> **Task requirements**: Only one stretch of the data is wanted: the line containing "find | stone wall", the line containing "find | snow surface", and every line between them, copied exactly.

> **Supplied information**:
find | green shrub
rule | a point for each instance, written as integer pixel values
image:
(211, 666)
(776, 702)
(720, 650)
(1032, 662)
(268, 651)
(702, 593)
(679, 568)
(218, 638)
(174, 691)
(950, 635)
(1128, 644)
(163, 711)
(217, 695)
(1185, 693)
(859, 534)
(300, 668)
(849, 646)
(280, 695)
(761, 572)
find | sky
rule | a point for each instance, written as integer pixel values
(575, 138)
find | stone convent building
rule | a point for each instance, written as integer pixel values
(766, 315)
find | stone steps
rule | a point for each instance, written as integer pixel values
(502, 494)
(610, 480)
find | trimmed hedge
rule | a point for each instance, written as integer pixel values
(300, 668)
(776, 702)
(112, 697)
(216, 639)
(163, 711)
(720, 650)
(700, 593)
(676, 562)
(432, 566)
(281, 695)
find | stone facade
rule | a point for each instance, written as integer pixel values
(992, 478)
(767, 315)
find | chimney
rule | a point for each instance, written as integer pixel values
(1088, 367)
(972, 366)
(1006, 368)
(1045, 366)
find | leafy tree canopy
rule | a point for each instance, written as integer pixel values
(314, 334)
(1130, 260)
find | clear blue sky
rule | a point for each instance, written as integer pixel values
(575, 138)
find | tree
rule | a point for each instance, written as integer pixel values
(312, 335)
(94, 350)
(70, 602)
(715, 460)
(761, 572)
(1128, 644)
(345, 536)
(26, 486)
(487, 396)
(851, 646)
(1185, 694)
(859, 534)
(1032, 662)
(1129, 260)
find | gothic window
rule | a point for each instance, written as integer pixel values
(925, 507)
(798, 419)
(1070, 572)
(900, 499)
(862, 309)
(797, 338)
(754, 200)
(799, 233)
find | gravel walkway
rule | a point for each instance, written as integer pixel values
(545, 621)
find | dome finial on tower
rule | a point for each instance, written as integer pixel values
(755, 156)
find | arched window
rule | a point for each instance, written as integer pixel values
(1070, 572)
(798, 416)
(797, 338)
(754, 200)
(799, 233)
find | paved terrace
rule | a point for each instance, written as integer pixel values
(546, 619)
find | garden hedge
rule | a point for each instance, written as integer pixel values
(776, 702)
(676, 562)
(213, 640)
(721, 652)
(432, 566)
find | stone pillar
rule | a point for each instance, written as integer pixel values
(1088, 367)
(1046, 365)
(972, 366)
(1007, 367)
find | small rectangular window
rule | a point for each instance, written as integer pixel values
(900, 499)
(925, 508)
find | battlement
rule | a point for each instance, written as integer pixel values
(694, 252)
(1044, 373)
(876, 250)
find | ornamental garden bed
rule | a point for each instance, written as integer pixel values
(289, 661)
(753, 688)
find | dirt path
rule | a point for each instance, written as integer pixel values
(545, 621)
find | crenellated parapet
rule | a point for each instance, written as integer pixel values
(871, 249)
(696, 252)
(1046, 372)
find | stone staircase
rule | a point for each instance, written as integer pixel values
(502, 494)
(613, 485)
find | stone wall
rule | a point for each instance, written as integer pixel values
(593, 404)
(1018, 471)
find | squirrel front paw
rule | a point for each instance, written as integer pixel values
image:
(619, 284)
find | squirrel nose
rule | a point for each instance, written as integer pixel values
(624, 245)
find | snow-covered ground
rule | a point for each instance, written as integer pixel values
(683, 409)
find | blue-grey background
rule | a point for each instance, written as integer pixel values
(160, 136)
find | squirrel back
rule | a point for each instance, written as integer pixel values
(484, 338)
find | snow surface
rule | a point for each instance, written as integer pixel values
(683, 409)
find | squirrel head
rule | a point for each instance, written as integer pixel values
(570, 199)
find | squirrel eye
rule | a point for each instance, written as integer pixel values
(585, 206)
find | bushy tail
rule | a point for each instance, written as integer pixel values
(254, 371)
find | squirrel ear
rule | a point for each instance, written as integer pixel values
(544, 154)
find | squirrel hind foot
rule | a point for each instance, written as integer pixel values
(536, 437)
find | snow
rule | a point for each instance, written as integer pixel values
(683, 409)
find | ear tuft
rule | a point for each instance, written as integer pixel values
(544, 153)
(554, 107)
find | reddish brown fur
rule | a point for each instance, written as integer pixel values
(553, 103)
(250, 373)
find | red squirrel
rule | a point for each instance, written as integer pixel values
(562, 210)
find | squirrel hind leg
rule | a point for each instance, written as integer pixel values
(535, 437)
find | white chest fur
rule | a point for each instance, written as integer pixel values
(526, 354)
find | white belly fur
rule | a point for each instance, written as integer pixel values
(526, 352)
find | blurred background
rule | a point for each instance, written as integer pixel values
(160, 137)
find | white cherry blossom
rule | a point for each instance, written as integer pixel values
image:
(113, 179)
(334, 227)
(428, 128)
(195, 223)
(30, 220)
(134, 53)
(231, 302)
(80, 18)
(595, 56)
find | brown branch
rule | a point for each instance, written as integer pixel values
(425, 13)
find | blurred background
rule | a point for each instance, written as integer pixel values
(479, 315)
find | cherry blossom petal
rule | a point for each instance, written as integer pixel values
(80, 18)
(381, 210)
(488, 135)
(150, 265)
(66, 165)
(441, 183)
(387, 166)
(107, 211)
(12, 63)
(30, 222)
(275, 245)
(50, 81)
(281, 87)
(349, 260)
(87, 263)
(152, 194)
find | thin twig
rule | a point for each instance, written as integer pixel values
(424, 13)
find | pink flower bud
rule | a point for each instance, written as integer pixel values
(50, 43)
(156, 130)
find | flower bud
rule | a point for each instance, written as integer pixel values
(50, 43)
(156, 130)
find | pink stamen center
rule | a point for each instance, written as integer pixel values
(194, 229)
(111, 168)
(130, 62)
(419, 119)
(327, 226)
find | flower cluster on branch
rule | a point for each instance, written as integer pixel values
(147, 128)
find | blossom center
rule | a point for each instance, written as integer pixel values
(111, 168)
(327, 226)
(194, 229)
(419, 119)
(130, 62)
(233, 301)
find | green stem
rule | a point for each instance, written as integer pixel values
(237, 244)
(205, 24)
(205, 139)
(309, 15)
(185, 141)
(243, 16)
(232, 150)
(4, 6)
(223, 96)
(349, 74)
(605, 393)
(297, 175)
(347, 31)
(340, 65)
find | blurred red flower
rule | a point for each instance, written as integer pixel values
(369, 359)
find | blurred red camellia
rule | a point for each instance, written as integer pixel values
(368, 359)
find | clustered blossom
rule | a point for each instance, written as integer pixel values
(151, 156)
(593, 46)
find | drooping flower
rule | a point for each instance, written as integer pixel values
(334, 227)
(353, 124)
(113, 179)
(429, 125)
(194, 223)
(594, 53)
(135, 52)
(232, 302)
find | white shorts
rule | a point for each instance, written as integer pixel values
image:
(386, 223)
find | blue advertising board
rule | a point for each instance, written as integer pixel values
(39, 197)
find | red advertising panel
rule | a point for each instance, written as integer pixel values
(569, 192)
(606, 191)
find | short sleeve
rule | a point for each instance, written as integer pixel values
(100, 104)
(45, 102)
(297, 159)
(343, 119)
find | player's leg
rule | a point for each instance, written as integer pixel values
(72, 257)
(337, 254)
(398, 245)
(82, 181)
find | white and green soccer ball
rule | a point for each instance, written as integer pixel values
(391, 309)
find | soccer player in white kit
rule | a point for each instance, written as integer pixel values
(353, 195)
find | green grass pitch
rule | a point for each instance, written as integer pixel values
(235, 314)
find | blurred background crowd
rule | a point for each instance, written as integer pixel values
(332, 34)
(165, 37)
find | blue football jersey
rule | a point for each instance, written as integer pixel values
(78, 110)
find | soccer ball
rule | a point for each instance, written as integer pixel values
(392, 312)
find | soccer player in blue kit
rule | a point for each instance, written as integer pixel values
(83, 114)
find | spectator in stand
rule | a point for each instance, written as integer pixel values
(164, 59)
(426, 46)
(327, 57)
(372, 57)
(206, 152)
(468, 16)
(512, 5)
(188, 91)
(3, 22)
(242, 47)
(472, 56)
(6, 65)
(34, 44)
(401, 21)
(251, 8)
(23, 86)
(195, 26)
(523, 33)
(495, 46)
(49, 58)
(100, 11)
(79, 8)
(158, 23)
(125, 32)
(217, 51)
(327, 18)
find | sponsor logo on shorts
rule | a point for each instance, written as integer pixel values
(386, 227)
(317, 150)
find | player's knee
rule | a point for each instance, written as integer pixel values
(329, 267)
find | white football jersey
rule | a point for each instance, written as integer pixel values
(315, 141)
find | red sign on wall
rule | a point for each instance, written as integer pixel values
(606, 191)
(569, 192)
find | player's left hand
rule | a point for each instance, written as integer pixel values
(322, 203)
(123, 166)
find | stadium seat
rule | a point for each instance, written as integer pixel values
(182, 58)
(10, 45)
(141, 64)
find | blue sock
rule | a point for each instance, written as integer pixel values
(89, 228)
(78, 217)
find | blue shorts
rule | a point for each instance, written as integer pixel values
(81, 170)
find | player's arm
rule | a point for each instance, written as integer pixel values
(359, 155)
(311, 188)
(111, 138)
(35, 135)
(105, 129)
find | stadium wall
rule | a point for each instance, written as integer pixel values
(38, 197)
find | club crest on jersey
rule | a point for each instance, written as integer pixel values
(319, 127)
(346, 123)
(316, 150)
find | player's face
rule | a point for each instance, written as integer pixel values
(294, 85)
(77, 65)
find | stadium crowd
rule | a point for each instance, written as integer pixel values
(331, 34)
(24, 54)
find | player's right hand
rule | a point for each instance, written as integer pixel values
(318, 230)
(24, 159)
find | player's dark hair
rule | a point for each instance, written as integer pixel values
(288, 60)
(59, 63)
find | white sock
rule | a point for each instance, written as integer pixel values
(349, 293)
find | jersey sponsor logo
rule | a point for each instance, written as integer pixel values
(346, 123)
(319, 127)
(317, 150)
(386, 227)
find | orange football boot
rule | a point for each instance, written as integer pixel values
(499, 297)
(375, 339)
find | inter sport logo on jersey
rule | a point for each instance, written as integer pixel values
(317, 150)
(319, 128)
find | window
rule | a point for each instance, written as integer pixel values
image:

> **Written solution**:
find | stone wall
rule | a point for each instance, written as integer pixel values
(593, 404)
(1018, 471)
find | squirrel front paw
rule | a point for each instance, written as integer pixel values
image:
(619, 284)
find | squirrel nose
rule | a point for each instance, written as integer pixel values
(624, 245)
find | snow-covered ground
rule | a point for each instance, written as integer pixel values
(683, 409)
find | blue-grey background
rule | a point for each instance, written as integer pixel values
(160, 136)
find | squirrel back
rule | a point for each instance, written as integer pixel values
(484, 338)
find | snow surface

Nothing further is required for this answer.